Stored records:
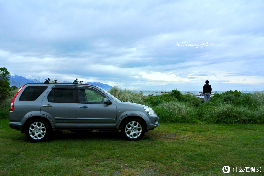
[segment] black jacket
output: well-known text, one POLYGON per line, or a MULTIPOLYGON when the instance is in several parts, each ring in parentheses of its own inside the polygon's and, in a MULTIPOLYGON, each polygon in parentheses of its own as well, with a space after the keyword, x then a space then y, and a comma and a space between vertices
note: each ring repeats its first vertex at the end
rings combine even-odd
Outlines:
POLYGON ((203 93, 204 94, 206 93, 212 93, 212 87, 209 84, 206 84, 202 87, 203 93))

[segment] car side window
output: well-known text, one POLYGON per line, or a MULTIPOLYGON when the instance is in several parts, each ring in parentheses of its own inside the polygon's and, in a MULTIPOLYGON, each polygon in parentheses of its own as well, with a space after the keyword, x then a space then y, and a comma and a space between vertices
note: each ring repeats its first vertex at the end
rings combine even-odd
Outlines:
POLYGON ((19 101, 35 101, 48 88, 48 86, 29 86, 22 93, 19 101))
POLYGON ((78 89, 78 93, 80 103, 104 104, 105 97, 92 89, 78 89))
POLYGON ((50 103, 74 103, 74 89, 53 89, 48 95, 50 103))

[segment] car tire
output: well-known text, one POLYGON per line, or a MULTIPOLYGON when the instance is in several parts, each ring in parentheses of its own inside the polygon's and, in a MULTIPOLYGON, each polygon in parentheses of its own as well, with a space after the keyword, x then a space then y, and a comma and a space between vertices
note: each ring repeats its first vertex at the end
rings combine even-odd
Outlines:
POLYGON ((123 124, 121 131, 126 139, 137 140, 142 138, 145 134, 145 124, 139 119, 129 119, 123 124))
POLYGON ((42 119, 34 119, 27 123, 26 135, 34 142, 41 142, 46 140, 50 133, 50 125, 42 119))

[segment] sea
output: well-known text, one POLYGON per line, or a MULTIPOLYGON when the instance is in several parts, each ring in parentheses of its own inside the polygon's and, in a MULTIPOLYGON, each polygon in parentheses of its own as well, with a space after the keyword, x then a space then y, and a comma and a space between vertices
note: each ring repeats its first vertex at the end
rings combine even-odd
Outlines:
MULTIPOLYGON (((141 92, 143 95, 147 96, 149 95, 159 95, 169 93, 171 92, 171 90, 130 90, 131 92, 135 92, 136 93, 140 93, 141 92)), ((202 90, 179 90, 182 94, 194 94, 196 97, 203 97, 203 95, 202 94, 202 90)), ((212 90, 211 95, 213 96, 214 94, 215 93, 215 90, 212 90)), ((226 92, 226 90, 216 90, 217 93, 222 93, 223 92, 226 92)), ((242 93, 253 93, 256 92, 263 92, 263 91, 256 90, 240 90, 240 92, 242 93)))

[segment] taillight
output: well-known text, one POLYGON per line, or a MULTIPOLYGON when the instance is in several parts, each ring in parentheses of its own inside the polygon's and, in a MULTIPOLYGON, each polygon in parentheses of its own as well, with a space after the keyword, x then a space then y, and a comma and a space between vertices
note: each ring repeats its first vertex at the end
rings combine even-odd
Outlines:
POLYGON ((14 97, 13 98, 13 99, 12 99, 12 101, 11 102, 11 111, 14 110, 14 102, 15 101, 15 99, 16 99, 16 96, 17 96, 17 95, 18 94, 18 93, 20 92, 20 91, 22 89, 22 88, 24 87, 24 86, 22 86, 21 88, 19 90, 18 90, 17 92, 16 93, 16 94, 15 95, 15 96, 14 96, 14 97))

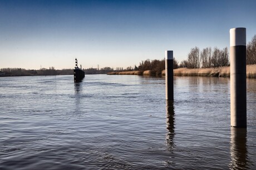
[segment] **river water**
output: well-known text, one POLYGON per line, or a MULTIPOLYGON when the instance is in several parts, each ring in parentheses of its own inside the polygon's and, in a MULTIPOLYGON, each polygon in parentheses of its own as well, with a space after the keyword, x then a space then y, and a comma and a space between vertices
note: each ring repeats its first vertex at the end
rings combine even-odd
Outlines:
POLYGON ((247 129, 230 126, 230 79, 0 78, 0 169, 256 169, 256 80, 247 129))

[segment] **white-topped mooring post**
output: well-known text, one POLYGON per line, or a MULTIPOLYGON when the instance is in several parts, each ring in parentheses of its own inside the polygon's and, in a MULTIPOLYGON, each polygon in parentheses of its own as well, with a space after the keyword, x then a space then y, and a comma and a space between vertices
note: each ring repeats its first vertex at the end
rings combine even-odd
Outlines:
POLYGON ((230 30, 230 125, 247 127, 246 28, 230 30))
POLYGON ((165 51, 166 99, 173 100, 173 51, 165 51))

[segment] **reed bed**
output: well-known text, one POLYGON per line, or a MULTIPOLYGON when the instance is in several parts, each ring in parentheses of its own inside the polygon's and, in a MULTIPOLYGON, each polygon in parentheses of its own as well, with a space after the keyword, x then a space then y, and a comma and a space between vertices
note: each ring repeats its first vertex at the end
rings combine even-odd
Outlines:
MULTIPOLYGON (((256 64, 247 65, 247 78, 256 78, 256 64)), ((163 70, 162 75, 165 75, 165 70, 163 70)), ((179 68, 174 70, 174 75, 177 76, 202 76, 209 77, 230 77, 229 66, 204 69, 179 68)))
POLYGON ((146 70, 143 72, 144 75, 156 75, 156 72, 152 70, 146 70))
MULTIPOLYGON (((247 65, 246 75, 249 78, 256 78, 256 64, 247 65)), ((165 70, 162 71, 162 75, 165 75, 165 70)), ((111 72, 108 75, 156 75, 156 72, 152 70, 130 71, 121 72, 111 72)), ((174 70, 174 75, 176 76, 201 76, 208 77, 230 77, 230 68, 229 66, 211 68, 205 69, 179 68, 174 70)))
POLYGON ((141 71, 114 71, 108 73, 107 75, 142 75, 141 71))

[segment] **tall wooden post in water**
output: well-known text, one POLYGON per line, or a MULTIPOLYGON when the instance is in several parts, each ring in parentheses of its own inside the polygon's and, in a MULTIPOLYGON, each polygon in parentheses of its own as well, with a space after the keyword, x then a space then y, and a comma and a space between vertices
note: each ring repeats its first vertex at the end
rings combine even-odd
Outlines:
POLYGON ((230 125, 247 127, 246 28, 230 30, 230 125))
POLYGON ((165 51, 165 92, 166 100, 174 100, 173 51, 165 51))

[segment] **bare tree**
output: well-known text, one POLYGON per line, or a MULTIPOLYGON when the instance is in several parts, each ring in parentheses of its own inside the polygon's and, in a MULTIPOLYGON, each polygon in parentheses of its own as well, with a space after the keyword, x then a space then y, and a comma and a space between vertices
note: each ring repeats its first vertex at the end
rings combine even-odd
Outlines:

**What is needed:**
Please convert every line of the material above into a JSON list of strings, one string per line, leaving out blank lines and the pictures.

**Completed exercise:**
[
  "[segment] black jacket",
  "output: well-known text, one POLYGON per line, or a MULTIPOLYGON when the instance is in several parts, each ring in parentheses of its own inside the polygon's and, in a MULTIPOLYGON, each polygon in parentheses of its own as well, with a space after the keyword, x then a space then y, and a comma and a space between vertices",
  "note: each ring repeats its first vertex at the end",
  "rings combine even-odd",
  "Outlines:",
  "POLYGON ((203 93, 204 94, 206 93, 212 93, 212 87, 209 84, 206 84, 202 87, 203 93))",
  "[segment] car side window",
  "output: well-known text, one POLYGON per line, or a MULTIPOLYGON when the instance is in several parts, each ring in parentheses of its own inside the polygon's and, in a MULTIPOLYGON, each polygon in parentheses of its own as well, with a space after the keyword, x then a space then y, and a comma and a space between vertices",
  "note: each ring repeats its first vertex at the end",
  "rings combine even-odd",
  "Outlines:",
  "POLYGON ((19 101, 35 101, 48 88, 48 86, 29 86, 22 93, 19 101))",
  "POLYGON ((78 89, 78 93, 80 103, 104 104, 105 97, 92 89, 78 89))",
  "POLYGON ((50 103, 74 103, 74 89, 53 89, 48 95, 50 103))",
  "[segment] car tire",
  "output: well-known text, one POLYGON per line, or a MULTIPOLYGON when the instance is in several parts, each ring in parentheses of its own inside the polygon's and, in a MULTIPOLYGON, each polygon in parentheses of its own as well, with a space after the keyword, x then a space then y, and a comma and a space between vertices",
  "note: each ring repeats its first vertex at the end",
  "rings combine even-odd",
  "Outlines:",
  "POLYGON ((123 124, 121 131, 126 139, 137 140, 142 138, 145 134, 145 124, 139 119, 129 119, 123 124))",
  "POLYGON ((42 119, 34 119, 27 123, 26 135, 34 142, 41 142, 46 140, 50 133, 50 125, 42 119))",
  "[segment] sea",
  "output: well-known text, one POLYGON per line, or a MULTIPOLYGON when the instance is in several parts, each ring in parentheses of its own inside the polygon's and, in a MULTIPOLYGON, each polygon in parentheses of its own as well, with a space after the keyword, x then a space then y, and a comma and a space between vertices",
  "note: each ring repeats its first vertex at the end",
  "rings combine even-odd",
  "Outlines:",
  "MULTIPOLYGON (((141 92, 143 95, 147 96, 149 95, 159 95, 169 93, 171 92, 171 90, 130 90, 131 92, 135 92, 136 93, 140 93, 141 92)), ((202 90, 179 90, 182 94, 194 94, 196 97, 203 97, 203 95, 202 94, 202 90)), ((212 90, 211 95, 213 96, 214 94, 215 93, 215 90, 212 90)), ((226 92, 226 90, 216 90, 217 93, 222 93, 223 92, 226 92)), ((242 93, 253 93, 256 92, 263 92, 263 91, 256 90, 240 90, 240 92, 242 93)))",
  "[segment] taillight",
  "output: well-known text, one POLYGON per line, or a MULTIPOLYGON when the instance is in several parts, each ring in parentheses of its own inside the polygon's and, in a MULTIPOLYGON, each polygon in parentheses of its own as well, with a space after the keyword, x then a space then y, and a comma and a space between vertices",
  "note: each ring repeats its first vertex at the end",
  "rings combine even-odd",
  "Outlines:",
  "POLYGON ((14 97, 13 98, 13 99, 12 99, 12 101, 11 102, 11 111, 14 110, 14 102, 15 101, 15 99, 16 99, 16 96, 17 96, 17 95, 18 94, 18 93, 20 92, 20 91, 22 89, 22 88, 24 87, 24 86, 22 86, 21 88, 19 90, 18 90, 17 92, 16 93, 16 94, 15 95, 15 96, 14 96, 14 97))",
  "[segment] **river water**",
  "output: well-known text, one POLYGON per line, or a MULTIPOLYGON when the instance is in several parts, each ring in parentheses of its own inside the polygon's and, in a MULTIPOLYGON, each polygon in parentheses of its own as well, with a space after the keyword, x then a space then y, and a comma and a space between vertices",
  "note: each ring repeats its first vertex at the end",
  "rings combine even-odd",
  "Outlines:",
  "POLYGON ((247 129, 230 126, 230 79, 0 78, 0 169, 256 169, 256 80, 247 129))",
  "[segment] **white-topped mooring post**",
  "output: well-known text, one POLYGON per line, or a MULTIPOLYGON when the instance is in several parts, each ring in parentheses of its own inside the polygon's and, in a MULTIPOLYGON, each polygon in parentheses of its own as well, with a space after the keyword, x then a space then y, and a comma and a space between vertices",
  "note: each ring repeats its first vertex at the end",
  "rings combine even-odd",
  "Outlines:",
  "POLYGON ((230 30, 230 125, 247 127, 246 28, 230 30))",
  "POLYGON ((165 51, 166 99, 173 100, 173 51, 165 51))",
  "[segment] **reed bed**",
  "output: well-known text, one POLYGON per line, or a MULTIPOLYGON when the instance is in several parts, each ring in parentheses of its own inside the polygon's and, in a MULTIPOLYGON, each polygon in parentheses of its own as well, with a space after the keyword, x then a space then y, and a comma and a space between vertices",
  "note: each ring repeats its first vertex at the end",
  "rings combine even-odd",
  "Outlines:",
  "MULTIPOLYGON (((256 64, 247 65, 247 78, 256 78, 256 64)), ((163 70, 162 75, 165 75, 165 70, 163 70)), ((179 68, 174 70, 174 75, 177 76, 202 76, 209 77, 230 77, 229 66, 204 69, 179 68)))",
  "POLYGON ((146 70, 143 72, 144 75, 156 75, 156 72, 152 70, 146 70))",
  "MULTIPOLYGON (((247 65, 246 75, 249 78, 256 78, 256 64, 247 65)), ((165 70, 162 71, 162 75, 165 75, 165 70)), ((111 72, 108 75, 156 75, 156 72, 152 70, 130 71, 121 72, 111 72)), ((174 70, 174 75, 176 76, 201 76, 208 77, 230 77, 230 68, 229 66, 211 68, 205 69, 179 68, 174 70)))",
  "POLYGON ((141 71, 114 71, 108 73, 107 75, 142 75, 141 71))",
  "[segment] **tall wooden post in water**",
  "output: well-known text, one POLYGON per line, or a MULTIPOLYGON when the instance is in several parts, each ring in parentheses of its own inside the polygon's and, in a MULTIPOLYGON, each polygon in parentheses of its own as well, with a space after the keyword, x then a space then y, and a comma and a space between vertices",
  "note: each ring repeats its first vertex at the end",
  "rings combine even-odd",
  "Outlines:",
  "POLYGON ((230 125, 247 127, 246 28, 230 30, 230 125))",
  "POLYGON ((165 51, 165 92, 166 100, 174 100, 173 51, 165 51))",
  "[segment] **bare tree**",
  "output: well-known text, one POLYGON per line, or a MULTIPOLYGON when the instance is in several parts, each ring in parentheses of its own inside the polygon's and, in a MULTIPOLYGON, each polygon in parentheses of its own as well, with a space after the keyword, x then a space then y, and a comma and a space between vertices",
  "note: each ring repeats its first vertex at the end",
  "rings combine even-odd",
  "Outlines:"
]